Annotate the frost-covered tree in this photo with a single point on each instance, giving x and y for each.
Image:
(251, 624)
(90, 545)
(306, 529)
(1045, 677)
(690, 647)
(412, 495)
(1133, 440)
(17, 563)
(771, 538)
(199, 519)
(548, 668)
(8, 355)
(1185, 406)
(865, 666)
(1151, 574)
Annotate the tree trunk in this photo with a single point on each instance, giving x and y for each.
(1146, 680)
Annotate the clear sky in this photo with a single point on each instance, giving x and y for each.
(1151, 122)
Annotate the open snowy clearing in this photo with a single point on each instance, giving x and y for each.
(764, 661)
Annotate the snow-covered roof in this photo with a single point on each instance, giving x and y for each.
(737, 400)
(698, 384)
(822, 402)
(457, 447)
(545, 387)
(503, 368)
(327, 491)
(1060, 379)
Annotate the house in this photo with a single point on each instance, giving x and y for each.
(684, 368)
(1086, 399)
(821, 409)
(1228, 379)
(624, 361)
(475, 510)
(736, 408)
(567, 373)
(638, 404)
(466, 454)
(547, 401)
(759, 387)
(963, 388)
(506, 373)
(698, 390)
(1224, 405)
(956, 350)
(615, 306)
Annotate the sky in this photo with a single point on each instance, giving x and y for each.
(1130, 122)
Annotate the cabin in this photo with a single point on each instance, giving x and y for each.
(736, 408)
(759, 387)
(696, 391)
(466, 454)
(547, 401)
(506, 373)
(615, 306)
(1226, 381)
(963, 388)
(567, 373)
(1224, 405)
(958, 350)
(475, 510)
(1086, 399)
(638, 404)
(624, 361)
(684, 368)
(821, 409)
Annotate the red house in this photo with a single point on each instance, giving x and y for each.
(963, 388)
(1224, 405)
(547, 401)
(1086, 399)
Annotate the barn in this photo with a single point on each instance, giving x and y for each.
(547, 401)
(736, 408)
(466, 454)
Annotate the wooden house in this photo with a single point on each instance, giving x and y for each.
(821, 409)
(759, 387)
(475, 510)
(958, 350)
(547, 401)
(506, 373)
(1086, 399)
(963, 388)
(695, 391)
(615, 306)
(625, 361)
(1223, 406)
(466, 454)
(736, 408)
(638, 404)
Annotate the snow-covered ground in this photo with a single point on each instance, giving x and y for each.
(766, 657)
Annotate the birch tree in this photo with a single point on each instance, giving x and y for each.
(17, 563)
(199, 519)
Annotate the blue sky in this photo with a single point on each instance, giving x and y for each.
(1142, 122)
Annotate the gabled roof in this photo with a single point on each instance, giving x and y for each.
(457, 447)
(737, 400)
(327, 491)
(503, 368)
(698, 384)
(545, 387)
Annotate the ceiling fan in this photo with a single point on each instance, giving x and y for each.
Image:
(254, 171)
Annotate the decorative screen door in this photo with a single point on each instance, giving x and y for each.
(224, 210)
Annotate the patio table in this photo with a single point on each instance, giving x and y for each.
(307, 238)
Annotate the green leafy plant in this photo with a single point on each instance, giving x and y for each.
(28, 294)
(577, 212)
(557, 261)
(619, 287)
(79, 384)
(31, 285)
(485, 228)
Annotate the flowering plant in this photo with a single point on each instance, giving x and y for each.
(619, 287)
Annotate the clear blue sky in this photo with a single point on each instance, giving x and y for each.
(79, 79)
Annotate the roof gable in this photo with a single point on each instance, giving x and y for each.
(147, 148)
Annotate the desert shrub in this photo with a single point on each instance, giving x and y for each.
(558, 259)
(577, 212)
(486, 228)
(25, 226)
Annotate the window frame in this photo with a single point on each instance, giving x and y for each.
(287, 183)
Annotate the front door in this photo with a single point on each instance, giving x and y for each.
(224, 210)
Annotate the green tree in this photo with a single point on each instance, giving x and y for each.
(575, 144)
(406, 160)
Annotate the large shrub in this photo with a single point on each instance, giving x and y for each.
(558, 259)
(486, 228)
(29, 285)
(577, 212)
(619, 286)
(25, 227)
——————————
Format the records from their start through the line containing "(1146, 680)" as a two-column CSV with the headers entry and response, giving one row per entry with its response. Quote every field and turn any line breaks inside a field into spaces.

(TASK ANSWER)
entry,response
"Annotate the frost-covered tree in this photo with a single point on each instance, giving x and y for each. Image:","(251, 624) (90, 545) (306, 529) (1045, 677) (690, 647) (412, 495) (1133, 440) (17, 563) (771, 538) (199, 519) (548, 668) (8, 355) (1185, 406) (865, 666) (1151, 574)"
"Annotate the tree trunk in this photo with a single point on each instance, giving x and y for each.","(1146, 680)"